EXERCISE OBJECTIVE. Pictures in the data should be dropped; transcribe exactly the lines from the one that has "If you could spot the skateboard" through the one that has "If you could spot the tall".

INFORMATION SHOWN START

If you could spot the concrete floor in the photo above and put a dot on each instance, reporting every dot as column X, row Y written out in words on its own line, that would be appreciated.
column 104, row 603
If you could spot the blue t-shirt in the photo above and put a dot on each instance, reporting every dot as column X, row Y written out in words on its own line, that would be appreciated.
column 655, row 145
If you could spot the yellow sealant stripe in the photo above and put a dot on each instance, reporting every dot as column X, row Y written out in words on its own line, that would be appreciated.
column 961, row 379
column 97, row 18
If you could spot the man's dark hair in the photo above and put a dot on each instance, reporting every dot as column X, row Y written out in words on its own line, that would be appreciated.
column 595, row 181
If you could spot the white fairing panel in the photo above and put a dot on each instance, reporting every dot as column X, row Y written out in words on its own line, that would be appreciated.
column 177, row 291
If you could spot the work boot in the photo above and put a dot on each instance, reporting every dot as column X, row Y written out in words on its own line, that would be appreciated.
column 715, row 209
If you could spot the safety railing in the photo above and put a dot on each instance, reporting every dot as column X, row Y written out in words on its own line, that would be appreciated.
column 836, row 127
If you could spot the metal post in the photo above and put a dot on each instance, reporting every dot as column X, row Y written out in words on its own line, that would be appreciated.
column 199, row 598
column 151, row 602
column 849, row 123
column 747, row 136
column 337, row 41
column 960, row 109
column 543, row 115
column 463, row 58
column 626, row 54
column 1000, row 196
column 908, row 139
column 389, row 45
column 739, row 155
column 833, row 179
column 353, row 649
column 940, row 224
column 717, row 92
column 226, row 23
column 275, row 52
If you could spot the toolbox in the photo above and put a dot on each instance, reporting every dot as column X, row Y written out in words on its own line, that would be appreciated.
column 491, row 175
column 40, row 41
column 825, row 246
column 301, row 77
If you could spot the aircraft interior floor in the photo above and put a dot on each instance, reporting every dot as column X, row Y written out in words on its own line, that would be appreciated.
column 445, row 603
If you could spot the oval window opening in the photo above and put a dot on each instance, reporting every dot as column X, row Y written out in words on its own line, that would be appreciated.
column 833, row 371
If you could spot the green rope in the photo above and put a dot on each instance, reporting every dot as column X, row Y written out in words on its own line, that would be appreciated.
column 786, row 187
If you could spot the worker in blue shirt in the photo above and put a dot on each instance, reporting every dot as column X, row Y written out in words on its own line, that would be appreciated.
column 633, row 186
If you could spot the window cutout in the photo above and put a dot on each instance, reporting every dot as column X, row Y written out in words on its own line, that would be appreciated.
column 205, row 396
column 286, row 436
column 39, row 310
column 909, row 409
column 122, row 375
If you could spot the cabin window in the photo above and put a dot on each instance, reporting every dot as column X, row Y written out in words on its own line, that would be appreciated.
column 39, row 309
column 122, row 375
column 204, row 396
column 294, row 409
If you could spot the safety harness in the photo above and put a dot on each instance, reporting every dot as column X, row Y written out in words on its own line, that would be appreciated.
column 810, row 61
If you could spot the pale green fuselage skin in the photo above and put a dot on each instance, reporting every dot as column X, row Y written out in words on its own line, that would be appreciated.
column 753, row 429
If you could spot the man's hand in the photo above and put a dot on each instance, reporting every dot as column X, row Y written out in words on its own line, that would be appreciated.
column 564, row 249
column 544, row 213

INFORMATION SHOWN END
INFORMATION SHOWN START

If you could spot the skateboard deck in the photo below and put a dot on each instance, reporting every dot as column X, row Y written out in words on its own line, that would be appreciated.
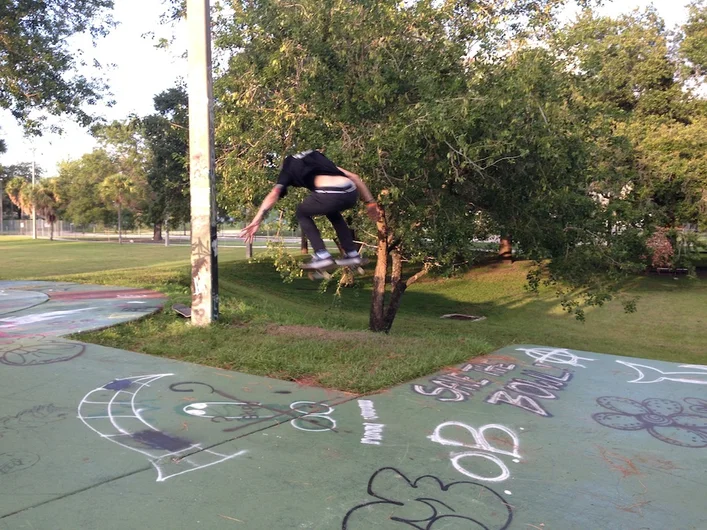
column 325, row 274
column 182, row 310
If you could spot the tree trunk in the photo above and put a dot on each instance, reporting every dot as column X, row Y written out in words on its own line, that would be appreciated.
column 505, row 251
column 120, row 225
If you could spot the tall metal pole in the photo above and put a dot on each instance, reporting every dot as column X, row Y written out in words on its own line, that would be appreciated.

INFORMATION SHOWN END

COMPLETED EXERCISE.
If you could spot the skateboard deck in the photo below and put a dot on each instance, reporting every dot as column X, row Y written out in words on its own line, that would be appreciated.
column 325, row 274
column 182, row 310
If you could spot the tree trunk in the photo above and put a dot on each instance, reporting every dot as column X, row Y written out in words on its own line, that would be appreciated.
column 505, row 251
column 120, row 225
If you could spot the tall metal pole in the photo above and put a dot on each instance, reporting every dot as column X, row Y written out in words on its own line, that would be appreciated.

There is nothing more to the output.